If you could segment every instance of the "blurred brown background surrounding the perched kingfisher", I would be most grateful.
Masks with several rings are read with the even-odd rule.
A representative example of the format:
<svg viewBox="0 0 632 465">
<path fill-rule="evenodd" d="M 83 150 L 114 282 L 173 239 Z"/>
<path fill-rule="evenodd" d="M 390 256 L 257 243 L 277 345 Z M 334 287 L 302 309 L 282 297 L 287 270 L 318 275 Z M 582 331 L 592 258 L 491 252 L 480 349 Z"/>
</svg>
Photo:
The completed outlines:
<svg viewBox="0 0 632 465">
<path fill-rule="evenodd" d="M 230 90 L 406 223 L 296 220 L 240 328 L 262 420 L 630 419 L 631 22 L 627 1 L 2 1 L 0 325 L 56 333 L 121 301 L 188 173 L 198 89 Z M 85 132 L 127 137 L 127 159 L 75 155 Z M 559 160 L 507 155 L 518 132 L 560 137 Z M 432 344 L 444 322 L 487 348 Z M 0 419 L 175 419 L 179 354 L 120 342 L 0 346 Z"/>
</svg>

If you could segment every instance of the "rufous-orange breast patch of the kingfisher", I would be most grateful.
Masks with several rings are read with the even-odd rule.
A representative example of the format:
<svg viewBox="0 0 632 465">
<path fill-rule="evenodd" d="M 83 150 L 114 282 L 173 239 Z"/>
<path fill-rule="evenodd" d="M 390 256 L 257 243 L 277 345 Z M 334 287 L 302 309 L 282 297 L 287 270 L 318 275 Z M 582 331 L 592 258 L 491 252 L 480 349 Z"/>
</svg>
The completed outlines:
::::
Every line above that carries the string "grateful" should be copied.

__Answer to this problem__
If you could segment every instance of the "blurred brown background surrounding the perched kingfisher", I would be most grateful.
If you could segment every instance of the "rufous-orange breast patch of the kingfisher", I would be most grateful.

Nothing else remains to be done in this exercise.